— JOB —
Arrange the stretch from the start of the items through the line that contains "box: [87, 255, 219, 284]" as a Markdown table with the columns Row and Line, one numbered row per line, skipping blank lines.

— INPUT DATA —
--- START ---

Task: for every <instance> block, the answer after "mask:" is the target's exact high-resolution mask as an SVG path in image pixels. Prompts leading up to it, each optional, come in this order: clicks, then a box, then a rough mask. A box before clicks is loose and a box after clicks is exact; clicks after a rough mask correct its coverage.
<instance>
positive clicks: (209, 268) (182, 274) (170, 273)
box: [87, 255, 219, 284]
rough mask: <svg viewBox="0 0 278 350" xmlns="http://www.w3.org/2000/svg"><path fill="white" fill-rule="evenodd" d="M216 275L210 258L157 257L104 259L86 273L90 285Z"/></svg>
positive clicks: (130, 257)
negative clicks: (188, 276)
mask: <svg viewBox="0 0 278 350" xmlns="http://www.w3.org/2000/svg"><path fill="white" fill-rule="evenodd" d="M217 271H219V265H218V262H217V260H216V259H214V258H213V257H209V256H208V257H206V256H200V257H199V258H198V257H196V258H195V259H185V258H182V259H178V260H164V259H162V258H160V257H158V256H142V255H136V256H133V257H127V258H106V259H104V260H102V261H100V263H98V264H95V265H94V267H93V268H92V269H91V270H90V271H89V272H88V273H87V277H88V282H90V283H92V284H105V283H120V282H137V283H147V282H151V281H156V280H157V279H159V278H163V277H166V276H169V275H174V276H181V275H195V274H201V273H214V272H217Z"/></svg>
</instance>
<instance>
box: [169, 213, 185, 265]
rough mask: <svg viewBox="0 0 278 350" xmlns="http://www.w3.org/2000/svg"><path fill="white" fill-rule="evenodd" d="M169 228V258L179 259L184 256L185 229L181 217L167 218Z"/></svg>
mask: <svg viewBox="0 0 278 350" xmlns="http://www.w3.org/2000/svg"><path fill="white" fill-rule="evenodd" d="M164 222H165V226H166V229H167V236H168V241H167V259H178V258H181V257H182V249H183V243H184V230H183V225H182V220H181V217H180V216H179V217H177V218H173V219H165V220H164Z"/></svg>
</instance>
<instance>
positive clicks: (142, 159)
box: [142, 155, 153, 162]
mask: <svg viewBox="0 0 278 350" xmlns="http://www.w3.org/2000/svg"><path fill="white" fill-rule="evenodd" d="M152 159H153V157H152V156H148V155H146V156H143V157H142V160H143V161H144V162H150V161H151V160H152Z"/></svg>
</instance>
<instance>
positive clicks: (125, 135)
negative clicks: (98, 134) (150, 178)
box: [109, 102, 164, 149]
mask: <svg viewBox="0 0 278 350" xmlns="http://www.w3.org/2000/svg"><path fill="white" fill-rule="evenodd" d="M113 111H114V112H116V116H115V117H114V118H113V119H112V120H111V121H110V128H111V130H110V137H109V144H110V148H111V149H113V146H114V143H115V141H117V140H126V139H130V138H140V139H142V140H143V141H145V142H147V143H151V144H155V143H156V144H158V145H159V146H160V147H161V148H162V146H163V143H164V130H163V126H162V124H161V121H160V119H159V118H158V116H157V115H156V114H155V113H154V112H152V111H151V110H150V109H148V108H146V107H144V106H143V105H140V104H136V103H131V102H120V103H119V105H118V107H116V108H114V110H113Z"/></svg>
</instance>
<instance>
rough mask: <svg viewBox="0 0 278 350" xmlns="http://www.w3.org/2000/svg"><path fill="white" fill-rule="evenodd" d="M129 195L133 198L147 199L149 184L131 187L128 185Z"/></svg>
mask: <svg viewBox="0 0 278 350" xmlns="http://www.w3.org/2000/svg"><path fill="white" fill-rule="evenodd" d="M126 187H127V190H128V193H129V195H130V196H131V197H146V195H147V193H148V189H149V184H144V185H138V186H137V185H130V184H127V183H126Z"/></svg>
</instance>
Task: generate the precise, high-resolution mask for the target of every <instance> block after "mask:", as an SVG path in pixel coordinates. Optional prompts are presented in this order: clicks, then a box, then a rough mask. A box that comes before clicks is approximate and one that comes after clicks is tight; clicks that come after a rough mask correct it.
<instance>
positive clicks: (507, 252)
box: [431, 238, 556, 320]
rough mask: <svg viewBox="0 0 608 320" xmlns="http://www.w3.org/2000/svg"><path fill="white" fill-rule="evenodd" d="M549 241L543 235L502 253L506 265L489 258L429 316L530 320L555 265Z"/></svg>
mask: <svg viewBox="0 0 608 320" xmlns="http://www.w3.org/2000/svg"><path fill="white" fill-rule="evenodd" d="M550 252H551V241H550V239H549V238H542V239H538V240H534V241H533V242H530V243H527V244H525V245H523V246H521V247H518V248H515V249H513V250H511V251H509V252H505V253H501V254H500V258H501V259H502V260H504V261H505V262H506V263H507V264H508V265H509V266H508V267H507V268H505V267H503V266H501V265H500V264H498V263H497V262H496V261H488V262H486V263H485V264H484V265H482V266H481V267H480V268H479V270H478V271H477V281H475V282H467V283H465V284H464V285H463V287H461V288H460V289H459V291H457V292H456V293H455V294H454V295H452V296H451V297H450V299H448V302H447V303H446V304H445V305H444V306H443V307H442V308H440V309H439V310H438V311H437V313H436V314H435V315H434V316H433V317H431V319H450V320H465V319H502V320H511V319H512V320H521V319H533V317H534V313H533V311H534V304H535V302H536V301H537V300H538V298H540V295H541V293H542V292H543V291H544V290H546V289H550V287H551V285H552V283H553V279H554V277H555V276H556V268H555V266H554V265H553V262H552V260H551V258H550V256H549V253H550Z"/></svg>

--- END ---

— EXERCISE RESULT —
| Row | Line |
|---|---|
| 1 | Task: for every <instance> block, the answer after "mask:" is the target's exact high-resolution mask as an SVG path in image pixels. Prompts leading up to it, each optional, come in this order: clicks, then a box, then a rough mask. A box before clicks is loose and a box after clicks is exact; clicks after a rough mask correct its coverage. |
| 2 | <instance> |
| 3 | positive clicks: (209, 268) (182, 274) (170, 273) |
| 4 | box: [87, 255, 219, 284] |